Quoted passage:
"""

Finally, I would like to thank my colleagues for their willingness to incorporate my suggestions
and commend Chairwoman Clyburn for her leadership in implementing the CVAA. Less than a month
into her tenure as the head of our agency, we have already adopted two items that bring us closer to
realizing the statute's promise. This is a significant accomplishment.

14 Whitman v. American Trucking Association, 531 U.S. 457, 468 (2001).
15 For one, the statute uses the past participle "transmitted," which suggests completed action--i.e., video
programming that has already been transmitted simultaneously with sound, not video programming that is being or
will be transmitted simultaneously with sound.
For another, before the CVAA amended section 303(u), that section discussed "video programming broadcast
simultaneously with sound"--a clear reference to how the device received the programming, not how it was
displayed. In amending that statutory term, Congress broadened the provision to encompass non-broadcast
transmissions; it seems unlikely that Congress meant not to broaden the provision but to change its fundamental
scope. This is especially so in light of the fact that Congress adopted the CVAA to adapt the Communications Act
to the "fundamental transformation, driven by growth in broadband," of the communications marketplace since
1996, House Report 111-563, at 19 (Committee on Energy and Commerce July 26, 2010); Congress was certainly
aware of the development of the Sony Betamax, the VCR, the computer diskette, the DVD player, the Zip drive, the
USB card, the Blu-Ray player, and other removable media players, but adapting the law to them was not the purpose
of the CVAA.

"""

Recorded information:
"""

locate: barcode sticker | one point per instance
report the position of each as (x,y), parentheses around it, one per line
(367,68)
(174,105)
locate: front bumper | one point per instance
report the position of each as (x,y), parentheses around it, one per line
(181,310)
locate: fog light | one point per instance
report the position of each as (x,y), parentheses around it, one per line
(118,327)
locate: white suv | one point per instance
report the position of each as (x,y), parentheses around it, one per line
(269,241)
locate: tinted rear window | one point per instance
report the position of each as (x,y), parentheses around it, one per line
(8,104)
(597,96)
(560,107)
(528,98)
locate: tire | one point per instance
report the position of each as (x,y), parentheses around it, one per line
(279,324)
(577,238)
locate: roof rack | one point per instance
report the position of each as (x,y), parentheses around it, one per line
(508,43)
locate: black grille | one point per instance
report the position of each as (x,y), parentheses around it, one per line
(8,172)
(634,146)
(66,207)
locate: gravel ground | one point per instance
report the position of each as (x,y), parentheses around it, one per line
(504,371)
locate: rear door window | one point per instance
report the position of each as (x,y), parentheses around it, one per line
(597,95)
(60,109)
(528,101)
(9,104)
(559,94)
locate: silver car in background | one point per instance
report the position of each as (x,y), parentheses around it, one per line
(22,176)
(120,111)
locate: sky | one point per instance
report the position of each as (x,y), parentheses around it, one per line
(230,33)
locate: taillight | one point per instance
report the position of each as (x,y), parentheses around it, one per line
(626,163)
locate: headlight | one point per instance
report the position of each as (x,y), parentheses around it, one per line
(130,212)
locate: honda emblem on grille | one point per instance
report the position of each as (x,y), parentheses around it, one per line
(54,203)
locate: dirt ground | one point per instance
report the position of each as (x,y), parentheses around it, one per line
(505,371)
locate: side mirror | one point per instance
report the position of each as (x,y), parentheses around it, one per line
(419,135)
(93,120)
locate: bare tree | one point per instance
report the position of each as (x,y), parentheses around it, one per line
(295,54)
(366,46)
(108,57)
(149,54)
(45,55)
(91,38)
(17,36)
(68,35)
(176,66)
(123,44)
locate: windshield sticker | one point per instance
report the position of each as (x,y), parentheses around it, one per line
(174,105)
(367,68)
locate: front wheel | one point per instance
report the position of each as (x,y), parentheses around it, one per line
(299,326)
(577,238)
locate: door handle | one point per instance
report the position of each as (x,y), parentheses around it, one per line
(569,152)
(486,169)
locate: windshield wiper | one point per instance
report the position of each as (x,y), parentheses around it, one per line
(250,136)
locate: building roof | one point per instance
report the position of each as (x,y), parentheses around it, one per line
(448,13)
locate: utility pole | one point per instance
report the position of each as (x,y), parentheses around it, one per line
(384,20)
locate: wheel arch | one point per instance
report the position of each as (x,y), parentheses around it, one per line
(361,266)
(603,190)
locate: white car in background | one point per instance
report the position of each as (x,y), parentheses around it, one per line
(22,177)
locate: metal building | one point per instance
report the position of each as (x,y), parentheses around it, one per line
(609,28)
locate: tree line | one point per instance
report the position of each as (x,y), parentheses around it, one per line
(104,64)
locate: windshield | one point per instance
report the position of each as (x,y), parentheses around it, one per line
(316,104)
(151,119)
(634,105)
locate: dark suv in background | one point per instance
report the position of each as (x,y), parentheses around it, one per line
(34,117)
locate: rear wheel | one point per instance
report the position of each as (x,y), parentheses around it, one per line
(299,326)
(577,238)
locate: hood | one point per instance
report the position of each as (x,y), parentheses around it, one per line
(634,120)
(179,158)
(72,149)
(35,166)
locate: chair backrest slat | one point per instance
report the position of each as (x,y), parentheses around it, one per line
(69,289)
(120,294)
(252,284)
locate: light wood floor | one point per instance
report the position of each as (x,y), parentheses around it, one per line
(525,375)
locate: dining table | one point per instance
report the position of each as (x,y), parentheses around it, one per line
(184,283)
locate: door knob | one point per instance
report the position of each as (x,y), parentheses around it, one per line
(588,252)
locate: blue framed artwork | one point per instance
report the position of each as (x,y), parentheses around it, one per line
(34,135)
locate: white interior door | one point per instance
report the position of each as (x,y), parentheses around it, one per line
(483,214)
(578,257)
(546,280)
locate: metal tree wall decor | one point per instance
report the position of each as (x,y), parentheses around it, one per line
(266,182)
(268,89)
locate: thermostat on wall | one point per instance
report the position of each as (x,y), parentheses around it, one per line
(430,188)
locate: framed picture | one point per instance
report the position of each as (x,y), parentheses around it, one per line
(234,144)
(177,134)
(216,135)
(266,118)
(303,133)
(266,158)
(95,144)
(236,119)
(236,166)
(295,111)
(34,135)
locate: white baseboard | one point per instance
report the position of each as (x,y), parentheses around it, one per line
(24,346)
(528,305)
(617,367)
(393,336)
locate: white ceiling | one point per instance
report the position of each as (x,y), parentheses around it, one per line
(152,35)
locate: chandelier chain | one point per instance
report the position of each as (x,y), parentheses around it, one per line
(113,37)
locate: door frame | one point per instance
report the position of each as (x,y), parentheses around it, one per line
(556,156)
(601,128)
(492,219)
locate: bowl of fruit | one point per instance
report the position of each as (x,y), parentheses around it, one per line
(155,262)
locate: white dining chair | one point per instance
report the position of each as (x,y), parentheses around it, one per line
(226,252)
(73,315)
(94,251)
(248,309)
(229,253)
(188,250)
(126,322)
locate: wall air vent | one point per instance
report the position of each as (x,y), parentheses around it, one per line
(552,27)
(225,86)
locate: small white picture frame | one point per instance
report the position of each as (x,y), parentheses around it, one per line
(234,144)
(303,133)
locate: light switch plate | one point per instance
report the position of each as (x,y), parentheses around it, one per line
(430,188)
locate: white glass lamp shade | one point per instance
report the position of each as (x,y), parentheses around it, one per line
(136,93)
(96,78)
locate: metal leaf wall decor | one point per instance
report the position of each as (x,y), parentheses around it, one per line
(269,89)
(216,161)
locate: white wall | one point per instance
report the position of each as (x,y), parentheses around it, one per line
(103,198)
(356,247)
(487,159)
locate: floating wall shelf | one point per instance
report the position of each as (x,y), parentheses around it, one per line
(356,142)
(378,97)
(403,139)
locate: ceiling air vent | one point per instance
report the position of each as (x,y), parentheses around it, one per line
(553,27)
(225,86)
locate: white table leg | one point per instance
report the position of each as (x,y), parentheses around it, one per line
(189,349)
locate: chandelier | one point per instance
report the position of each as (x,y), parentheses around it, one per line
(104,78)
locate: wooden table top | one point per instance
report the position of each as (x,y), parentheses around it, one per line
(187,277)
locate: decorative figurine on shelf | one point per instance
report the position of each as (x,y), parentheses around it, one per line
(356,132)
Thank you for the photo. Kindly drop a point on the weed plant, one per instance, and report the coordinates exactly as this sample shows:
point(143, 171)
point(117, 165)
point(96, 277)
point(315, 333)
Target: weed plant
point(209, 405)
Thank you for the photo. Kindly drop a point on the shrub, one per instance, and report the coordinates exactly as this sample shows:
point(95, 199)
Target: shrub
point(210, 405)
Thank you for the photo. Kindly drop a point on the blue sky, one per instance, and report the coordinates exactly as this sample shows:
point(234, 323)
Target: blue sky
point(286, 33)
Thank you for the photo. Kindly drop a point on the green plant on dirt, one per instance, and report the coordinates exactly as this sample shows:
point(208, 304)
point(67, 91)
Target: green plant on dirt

"""

What is required: Continue the CVAA passage above the listing, starting after its last sentence.

Output below:
For yet another, this interpretation of "transmitted" cannot be applied coherently to other statutory provisions that
use the same term. Section 203 of the CVAA also includes section 303(z) of the Communications Act, and uses
parallel language about recording devices--but if a recording device doesn't play back any video programming (and
thus does not itself "transmit" the programming simultaneously with sound to the user), does the question become
whether video programming might eventually be transmitted (or is intended to be transmitted) simultaneously with
sound? Similarly, section 201(e)(2)(F) of the CVAA requires "a recommendation for the standards, protocols, and
procedures used to enable the functions of apparatus designed to receive or display video programming transmitted
simultaneously with sound (including apparatus designed to receive or display video programming transmitted by
means of services using Internet protocol) to be accessible to and usable by individuals with disabilities" (emphases
added). Under the Commission's interpretation, how could video programming be "transmitted" to the user "by
means of services using Internet protocol"?
16 See IP Closed Captioning Order, 27 FCC Rcd at 846, para. 99 & n.398.